__SECTION DES DONNÉES__
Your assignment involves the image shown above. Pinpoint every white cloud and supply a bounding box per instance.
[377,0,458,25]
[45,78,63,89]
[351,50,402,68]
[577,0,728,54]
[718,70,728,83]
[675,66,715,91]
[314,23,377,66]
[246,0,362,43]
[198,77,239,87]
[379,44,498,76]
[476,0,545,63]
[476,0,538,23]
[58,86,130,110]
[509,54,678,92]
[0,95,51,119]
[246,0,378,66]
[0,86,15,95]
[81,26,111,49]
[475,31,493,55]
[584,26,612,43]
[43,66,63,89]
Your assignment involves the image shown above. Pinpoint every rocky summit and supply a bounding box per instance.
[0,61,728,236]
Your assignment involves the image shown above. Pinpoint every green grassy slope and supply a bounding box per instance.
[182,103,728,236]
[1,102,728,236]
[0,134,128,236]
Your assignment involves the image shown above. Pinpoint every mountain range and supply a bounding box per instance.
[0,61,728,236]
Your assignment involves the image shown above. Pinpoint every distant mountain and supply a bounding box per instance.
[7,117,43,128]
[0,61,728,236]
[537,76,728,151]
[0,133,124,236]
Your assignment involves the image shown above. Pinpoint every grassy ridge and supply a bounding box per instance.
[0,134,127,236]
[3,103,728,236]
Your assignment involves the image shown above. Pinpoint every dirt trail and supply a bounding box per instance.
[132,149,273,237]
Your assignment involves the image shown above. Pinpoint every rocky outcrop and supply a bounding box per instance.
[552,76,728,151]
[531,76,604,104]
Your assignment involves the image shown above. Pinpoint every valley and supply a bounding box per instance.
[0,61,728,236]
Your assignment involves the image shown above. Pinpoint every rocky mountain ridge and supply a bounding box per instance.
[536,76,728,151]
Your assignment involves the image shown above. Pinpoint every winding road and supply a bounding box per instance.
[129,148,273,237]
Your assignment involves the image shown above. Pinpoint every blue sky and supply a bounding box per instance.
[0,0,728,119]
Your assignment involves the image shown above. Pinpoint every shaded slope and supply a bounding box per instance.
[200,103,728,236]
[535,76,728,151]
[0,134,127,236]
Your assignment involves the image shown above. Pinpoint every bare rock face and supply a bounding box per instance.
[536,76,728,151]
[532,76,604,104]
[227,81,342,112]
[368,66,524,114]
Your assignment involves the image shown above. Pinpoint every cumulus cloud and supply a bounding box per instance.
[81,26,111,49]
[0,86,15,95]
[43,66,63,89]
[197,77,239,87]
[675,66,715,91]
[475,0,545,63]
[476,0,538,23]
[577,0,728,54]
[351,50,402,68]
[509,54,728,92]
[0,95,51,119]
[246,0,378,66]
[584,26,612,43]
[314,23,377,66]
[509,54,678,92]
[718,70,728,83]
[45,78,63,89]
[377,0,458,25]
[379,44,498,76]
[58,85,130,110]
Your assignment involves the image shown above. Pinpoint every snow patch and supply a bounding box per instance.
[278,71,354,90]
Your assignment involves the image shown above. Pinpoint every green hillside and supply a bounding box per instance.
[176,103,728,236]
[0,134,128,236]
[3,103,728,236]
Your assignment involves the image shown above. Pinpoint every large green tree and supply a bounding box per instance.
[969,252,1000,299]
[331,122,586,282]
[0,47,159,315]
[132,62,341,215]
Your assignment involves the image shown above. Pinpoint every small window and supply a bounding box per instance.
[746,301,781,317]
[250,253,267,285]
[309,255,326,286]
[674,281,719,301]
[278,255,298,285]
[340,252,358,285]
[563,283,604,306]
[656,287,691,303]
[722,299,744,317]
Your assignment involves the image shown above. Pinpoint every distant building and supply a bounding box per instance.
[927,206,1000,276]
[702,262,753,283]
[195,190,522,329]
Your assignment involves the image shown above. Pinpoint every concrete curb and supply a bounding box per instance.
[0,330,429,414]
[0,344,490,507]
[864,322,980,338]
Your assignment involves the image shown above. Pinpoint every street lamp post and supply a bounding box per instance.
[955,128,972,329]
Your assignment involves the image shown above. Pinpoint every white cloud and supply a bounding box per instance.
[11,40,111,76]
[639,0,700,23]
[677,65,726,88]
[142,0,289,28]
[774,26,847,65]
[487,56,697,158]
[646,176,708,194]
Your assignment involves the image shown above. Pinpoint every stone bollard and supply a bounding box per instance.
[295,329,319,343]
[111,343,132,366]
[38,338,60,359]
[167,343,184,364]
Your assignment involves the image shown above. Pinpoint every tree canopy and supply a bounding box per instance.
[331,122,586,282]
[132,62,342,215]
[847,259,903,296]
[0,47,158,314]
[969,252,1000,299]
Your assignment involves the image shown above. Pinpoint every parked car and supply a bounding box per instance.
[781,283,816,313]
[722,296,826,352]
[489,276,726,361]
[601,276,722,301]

__TRAVAIL DEMANDÉ__
Transformez en liste JSON de chaînes les lignes allant de celle qui contient "Pinpoint every shaded" jusqu'à celle qui contient "[368,66,524,114]", ces deux lignes comprises. Chaque ligne doit devenir une chaîne, sans les lignes vides.

__RÉPONSE À L'EXERCICE__
[
  "Your assignment involves the image shown above. Pinpoint every shaded slope and supply a bounding box per instance.",
  "[200,103,728,236]",
  "[535,76,728,151]",
  "[0,134,127,236]",
  "Your assignment involves the image shown above. Pinpoint every bare rock face and supply a bounding box per instance.",
  "[536,76,728,151]",
  "[532,76,604,104]",
  "[227,81,342,112]",
  "[368,66,524,114]"
]